*Exercise brief:*
Images are excluded; otherwise, output every record exactly.

*Task inputs:*
"""

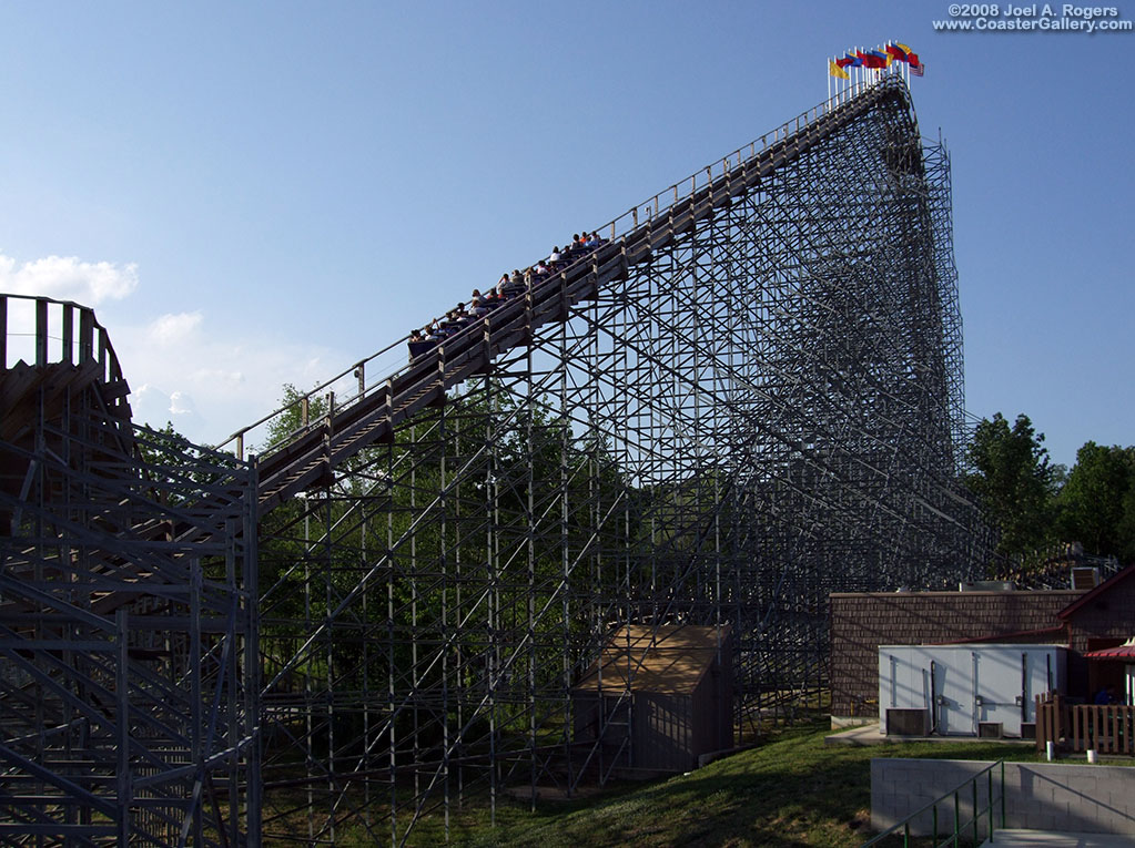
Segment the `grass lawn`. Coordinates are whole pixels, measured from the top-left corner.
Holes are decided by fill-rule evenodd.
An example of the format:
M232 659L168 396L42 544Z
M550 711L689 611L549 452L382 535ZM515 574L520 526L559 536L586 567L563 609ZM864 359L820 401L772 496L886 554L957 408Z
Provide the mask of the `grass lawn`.
M776 731L751 751L687 775L623 786L602 797L498 802L497 826L474 805L451 813L459 846L859 846L869 838L871 760L1035 761L1031 747L990 743L911 743L825 746L826 720ZM445 840L430 816L410 845ZM350 843L347 840L344 843Z

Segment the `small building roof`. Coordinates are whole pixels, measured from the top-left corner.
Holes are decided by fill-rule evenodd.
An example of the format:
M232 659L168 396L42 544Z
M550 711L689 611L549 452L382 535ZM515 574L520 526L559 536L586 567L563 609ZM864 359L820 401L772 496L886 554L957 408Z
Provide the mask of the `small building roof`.
M1099 600L1101 595L1105 595L1109 592L1113 591L1119 584L1126 582L1130 577L1135 577L1135 566L1127 566L1127 568L1123 569L1121 571L1111 575L1111 577L1105 579L1095 588L1085 592L1076 601L1065 607L1057 614L1061 619L1068 620L1077 612L1079 612L1079 610L1084 609L1090 603L1093 603L1094 601Z
M627 625L620 627L579 690L689 695L713 667L730 635L728 625Z

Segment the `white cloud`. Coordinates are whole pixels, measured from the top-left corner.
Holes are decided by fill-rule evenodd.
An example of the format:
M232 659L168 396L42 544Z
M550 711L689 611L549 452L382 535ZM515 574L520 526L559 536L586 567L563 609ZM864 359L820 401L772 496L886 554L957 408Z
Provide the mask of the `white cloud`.
M127 298L137 286L135 264L48 256L19 265L0 253L0 291L9 294L98 306ZM339 363L351 362L343 351L281 339L255 325L218 328L200 309L157 317L128 307L116 312L118 321L104 325L124 375L135 387L131 395L135 423L162 427L171 421L178 432L200 443L216 443L270 413L285 383L310 388L330 376L331 368L345 367ZM33 328L31 304L9 304L9 359L32 361ZM390 356L390 363L368 366L371 379L402 363L401 350ZM353 391L353 378L344 382L334 389ZM250 434L246 443L261 438Z
M47 256L16 266L16 260L0 254L0 291L39 295L98 306L120 300L137 288L137 264L83 262L77 256Z
M168 313L150 323L146 328L146 338L153 345L186 345L193 340L201 321L200 311Z
M175 391L169 396L169 412L171 415L193 415L196 412L193 398L184 391Z

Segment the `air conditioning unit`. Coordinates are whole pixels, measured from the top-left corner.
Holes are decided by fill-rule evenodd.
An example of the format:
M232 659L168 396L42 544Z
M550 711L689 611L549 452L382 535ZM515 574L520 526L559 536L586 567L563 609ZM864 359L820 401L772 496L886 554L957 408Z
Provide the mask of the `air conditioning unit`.
M1100 569L1088 566L1076 566L1071 569L1071 587L1077 590L1095 588L1100 585Z

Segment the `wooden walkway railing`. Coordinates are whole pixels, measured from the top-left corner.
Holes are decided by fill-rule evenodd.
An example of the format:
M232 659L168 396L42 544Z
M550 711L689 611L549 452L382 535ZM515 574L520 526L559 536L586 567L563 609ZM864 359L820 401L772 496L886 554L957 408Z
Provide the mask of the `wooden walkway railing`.
M1050 741L1075 753L1135 755L1135 706L1069 704L1062 695L1037 695L1036 749Z

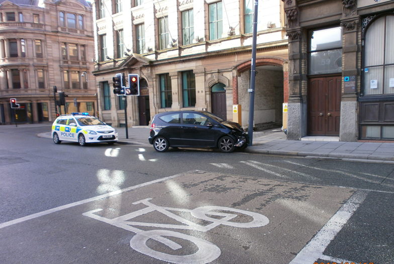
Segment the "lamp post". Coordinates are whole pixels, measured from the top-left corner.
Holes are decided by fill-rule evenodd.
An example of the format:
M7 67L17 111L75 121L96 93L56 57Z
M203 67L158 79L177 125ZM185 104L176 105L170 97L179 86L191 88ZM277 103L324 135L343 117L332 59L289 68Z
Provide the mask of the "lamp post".
M87 89L88 88L88 85L89 85L89 81L94 81L94 80L93 81L89 81L89 79L88 78L88 77L87 77L87 73L85 71L84 71L84 72L82 72L82 74L81 74L81 77L85 76L85 78L86 78L86 88ZM95 96L96 96L96 101L97 102L97 109L96 109L96 115L97 116L97 118L99 118L99 116L98 116L98 93L95 93L94 94L94 95L95 95Z

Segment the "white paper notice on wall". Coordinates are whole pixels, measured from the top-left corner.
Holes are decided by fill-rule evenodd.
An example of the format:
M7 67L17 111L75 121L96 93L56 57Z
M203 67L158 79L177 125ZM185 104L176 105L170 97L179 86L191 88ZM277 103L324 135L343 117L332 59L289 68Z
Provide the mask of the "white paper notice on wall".
M394 78L390 78L390 87L394 87Z
M376 89L377 88L377 80L371 80L371 89Z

"""

*Correct answer:*
Segment the `grass lawn`. Coordinates are whole pixels, measured from the top-left corner.
Holes are decided by fill-rule evenodd.
An example of the format:
M232 659L168 396L42 544Z
M550 711L689 611L549 452L382 535ZM515 574L520 526L559 536L586 567L563 609ZM864 359L820 401L772 496L886 554L957 408Z
Provide the mask of the `grass lawn`.
M776 731L751 751L687 775L623 786L602 797L498 802L497 826L474 805L451 813L459 846L859 846L869 838L871 760L1035 761L1031 747L990 743L911 743L825 746L826 720ZM445 840L430 816L410 845ZM350 843L347 840L344 843Z

Segment the `small building roof`. Coordinates are whole pixels, measured from the top-left corner.
Holes are decided by fill-rule evenodd.
An example of the format:
M232 659L168 396L42 544Z
M550 711L689 611L549 452L382 535ZM515 574L520 526L559 536L586 567L563 609ZM864 359L820 401L772 496L886 554L957 408Z
Provide the mask of the `small building roof`.
M1099 600L1101 595L1105 595L1109 592L1113 591L1119 584L1126 582L1130 577L1135 577L1135 566L1127 566L1127 568L1123 569L1121 571L1111 575L1111 577L1105 579L1095 588L1085 592L1076 601L1065 607L1057 614L1061 619L1068 620L1077 612L1079 612L1079 610L1084 609L1090 603L1093 603L1094 601Z
M627 625L620 627L579 690L689 695L713 667L730 635L728 625Z

Segment the `white cloud`. Coordinates are whole pixels, measured from the top-left corner.
Holes are decided by fill-rule evenodd.
An example of the format:
M232 659L168 396L42 544Z
M550 711L689 611L549 452L382 535ZM515 574L520 526L559 536L586 567L563 609ZM864 359L820 401L772 496L886 554L957 408Z
Provide the mask of the `white cloud`.
M127 298L137 286L135 264L48 256L19 265L0 253L0 291L9 294L98 306ZM339 363L351 362L343 351L281 339L255 325L218 328L200 309L157 317L128 307L116 312L118 321L104 325L124 375L135 387L131 395L135 423L162 427L171 421L178 432L200 443L216 443L270 413L285 383L310 388L330 376L331 368L345 367ZM33 328L31 304L9 304L9 359L32 361ZM390 356L390 363L368 366L371 379L402 363L401 350ZM353 391L353 378L344 382L334 389ZM250 434L246 443L261 438Z
M47 256L16 266L16 260L0 254L0 291L39 295L98 306L120 300L137 288L137 264L83 262L77 256Z
M168 313L150 323L146 328L146 338L153 345L186 345L193 340L201 321L200 311Z
M175 391L169 396L169 412L171 415L193 415L196 412L193 398L184 391Z

Segment the `air conditioning unit`. Coordinates are whole pixels, measured from the top-left corner.
Holes are decided by fill-rule evenodd.
An example of the format:
M232 659L168 396L42 544Z
M550 711L689 611L549 452L382 535ZM515 574L520 526L559 536L586 567L563 609ZM864 359L820 401L772 496L886 554L957 408Z
Provide the mask of the `air conditioning unit`.
M1100 569L1088 566L1076 566L1071 569L1071 587L1077 590L1095 588L1100 585Z

Segment the `wooden walkway railing`. Coordinates are whole pixels, measured from the top-left corner.
Holes are decided by fill-rule evenodd.
An example of the format:
M232 659L168 396L42 544Z
M550 711L689 611L549 452L382 535ZM515 574L520 526L559 536L586 567L563 609ZM864 359L820 401L772 496L886 554L957 408Z
Provide the mask of the `wooden walkway railing`.
M1050 741L1075 753L1135 755L1135 706L1069 704L1062 695L1037 695L1036 749Z

Segment the "lamp post". Coordinates are whole pixels, measured from the top-left corner.
Holes are decided by fill-rule evenodd.
An example of the format:
M7 67L17 111L75 121L96 93L56 57Z
M203 67L158 79L177 125ZM185 104L176 105L170 97L179 86L191 88ZM277 103L324 135L343 117L332 59L289 68Z
Provide the mask of the "lamp post".
M87 89L88 88L88 85L89 85L89 81L94 81L94 80L93 81L89 81L89 79L88 78L88 77L87 77L87 73L85 71L84 71L84 72L82 72L82 74L81 74L81 77L85 76L85 78L86 78L86 88ZM95 96L96 96L96 101L97 102L97 109L96 109L96 115L97 116L97 118L99 118L99 116L98 116L98 93L95 93L94 94L94 95L95 95Z

Segment the "white paper notice on wall". Coordinates are whole pixels, measured from the top-left corner.
Holes are decided by fill-rule evenodd.
An example of the format:
M7 67L17 111L75 121L96 93L56 57Z
M203 67L158 79L177 125ZM185 104L176 105L170 97L179 86L191 88ZM277 103L324 135L343 117L332 59L289 68Z
Provide the mask of the "white paper notice on wall".
M394 78L390 78L390 87L394 87Z
M376 89L377 88L377 80L371 80L371 89Z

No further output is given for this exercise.